# Activity
Filter the data for "house" and copy matching lines.

# Records shown
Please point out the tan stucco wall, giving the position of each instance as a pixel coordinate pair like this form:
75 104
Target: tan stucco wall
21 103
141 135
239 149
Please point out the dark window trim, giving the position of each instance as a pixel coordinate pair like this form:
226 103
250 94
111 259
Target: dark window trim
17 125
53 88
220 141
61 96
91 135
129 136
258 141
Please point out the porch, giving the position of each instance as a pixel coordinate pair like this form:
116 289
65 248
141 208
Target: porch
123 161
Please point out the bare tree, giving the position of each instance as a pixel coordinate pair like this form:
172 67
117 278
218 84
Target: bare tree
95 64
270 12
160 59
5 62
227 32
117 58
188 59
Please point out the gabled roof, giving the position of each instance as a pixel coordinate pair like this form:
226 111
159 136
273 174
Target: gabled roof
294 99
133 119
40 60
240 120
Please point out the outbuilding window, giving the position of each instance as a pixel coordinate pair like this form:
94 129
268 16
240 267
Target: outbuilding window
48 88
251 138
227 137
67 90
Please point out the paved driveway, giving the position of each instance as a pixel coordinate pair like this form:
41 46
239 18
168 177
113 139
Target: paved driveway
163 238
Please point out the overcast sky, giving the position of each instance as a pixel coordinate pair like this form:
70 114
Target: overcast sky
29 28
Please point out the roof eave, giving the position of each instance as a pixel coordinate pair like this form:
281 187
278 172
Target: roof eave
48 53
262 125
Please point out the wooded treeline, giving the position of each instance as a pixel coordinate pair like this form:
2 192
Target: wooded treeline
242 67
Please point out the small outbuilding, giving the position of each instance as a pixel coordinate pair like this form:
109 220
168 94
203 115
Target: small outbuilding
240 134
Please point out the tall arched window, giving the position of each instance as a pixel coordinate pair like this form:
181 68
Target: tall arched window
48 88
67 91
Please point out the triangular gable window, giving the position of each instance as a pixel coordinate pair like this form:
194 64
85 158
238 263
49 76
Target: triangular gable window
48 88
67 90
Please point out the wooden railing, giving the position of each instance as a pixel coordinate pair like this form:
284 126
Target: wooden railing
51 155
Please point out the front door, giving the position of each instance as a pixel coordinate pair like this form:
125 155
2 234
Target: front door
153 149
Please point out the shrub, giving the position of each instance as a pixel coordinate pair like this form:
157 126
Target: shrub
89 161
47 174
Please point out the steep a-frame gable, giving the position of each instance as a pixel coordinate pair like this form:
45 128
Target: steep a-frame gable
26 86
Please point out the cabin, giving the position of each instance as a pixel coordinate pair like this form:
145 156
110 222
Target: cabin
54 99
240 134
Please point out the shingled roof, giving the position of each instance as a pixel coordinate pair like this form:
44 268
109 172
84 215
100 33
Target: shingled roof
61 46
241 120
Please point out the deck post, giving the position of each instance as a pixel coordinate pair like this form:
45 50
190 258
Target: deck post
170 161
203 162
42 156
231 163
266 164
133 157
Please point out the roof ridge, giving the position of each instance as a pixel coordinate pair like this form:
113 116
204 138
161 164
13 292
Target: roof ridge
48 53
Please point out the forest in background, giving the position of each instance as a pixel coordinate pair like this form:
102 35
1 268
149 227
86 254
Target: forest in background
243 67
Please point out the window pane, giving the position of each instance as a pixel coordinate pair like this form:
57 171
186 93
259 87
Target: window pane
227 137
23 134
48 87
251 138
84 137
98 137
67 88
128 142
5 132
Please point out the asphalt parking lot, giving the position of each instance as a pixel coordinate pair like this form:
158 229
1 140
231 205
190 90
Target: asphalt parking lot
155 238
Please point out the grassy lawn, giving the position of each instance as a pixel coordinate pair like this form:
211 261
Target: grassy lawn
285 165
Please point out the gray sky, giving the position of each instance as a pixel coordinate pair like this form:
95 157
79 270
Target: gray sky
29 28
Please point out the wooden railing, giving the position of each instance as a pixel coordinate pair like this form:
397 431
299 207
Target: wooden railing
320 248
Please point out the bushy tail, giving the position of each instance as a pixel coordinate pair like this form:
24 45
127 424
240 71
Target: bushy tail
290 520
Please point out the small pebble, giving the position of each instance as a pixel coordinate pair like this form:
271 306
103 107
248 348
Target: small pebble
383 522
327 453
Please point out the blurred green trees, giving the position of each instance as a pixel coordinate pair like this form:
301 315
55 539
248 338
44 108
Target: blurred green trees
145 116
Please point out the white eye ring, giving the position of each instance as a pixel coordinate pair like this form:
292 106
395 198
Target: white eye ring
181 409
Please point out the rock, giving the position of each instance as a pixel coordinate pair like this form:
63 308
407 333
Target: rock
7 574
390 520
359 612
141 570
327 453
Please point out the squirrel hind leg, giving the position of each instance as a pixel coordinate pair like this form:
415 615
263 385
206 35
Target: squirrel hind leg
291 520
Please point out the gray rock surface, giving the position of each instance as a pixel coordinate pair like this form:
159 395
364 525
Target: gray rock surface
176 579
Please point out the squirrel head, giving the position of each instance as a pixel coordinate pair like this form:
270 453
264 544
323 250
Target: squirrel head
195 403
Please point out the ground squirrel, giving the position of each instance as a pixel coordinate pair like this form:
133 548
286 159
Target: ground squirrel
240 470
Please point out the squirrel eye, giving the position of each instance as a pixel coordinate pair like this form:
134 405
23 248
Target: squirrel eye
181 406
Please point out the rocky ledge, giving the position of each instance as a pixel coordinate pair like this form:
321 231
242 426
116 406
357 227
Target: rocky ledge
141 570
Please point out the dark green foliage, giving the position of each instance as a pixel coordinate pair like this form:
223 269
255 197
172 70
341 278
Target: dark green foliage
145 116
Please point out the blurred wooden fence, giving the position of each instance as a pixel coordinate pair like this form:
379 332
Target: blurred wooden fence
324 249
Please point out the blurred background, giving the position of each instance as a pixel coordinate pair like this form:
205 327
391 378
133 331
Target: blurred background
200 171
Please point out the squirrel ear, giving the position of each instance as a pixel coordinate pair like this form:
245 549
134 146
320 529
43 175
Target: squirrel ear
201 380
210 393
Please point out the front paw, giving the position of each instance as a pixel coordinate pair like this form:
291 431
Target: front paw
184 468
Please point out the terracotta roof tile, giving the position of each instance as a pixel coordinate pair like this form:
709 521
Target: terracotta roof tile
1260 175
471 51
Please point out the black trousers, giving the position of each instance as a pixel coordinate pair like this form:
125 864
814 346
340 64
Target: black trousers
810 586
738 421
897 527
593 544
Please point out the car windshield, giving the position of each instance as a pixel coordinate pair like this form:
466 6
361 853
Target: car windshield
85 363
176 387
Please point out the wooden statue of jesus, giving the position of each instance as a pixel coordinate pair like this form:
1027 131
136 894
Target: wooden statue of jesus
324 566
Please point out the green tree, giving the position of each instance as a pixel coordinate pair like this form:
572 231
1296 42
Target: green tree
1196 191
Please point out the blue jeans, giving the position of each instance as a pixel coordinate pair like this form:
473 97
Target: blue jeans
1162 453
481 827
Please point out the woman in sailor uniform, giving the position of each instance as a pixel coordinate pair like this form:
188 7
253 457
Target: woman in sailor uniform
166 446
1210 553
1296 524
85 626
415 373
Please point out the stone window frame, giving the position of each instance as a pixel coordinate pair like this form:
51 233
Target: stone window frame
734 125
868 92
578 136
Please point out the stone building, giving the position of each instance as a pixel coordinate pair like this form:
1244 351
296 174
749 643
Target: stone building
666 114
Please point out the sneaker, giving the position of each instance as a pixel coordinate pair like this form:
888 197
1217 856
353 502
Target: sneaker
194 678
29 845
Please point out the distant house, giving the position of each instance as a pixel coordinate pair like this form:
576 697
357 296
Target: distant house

# Written answer
Please point out the distant house, giving the position of each instance as a pixel coordinate pair like this form:
Target: distant house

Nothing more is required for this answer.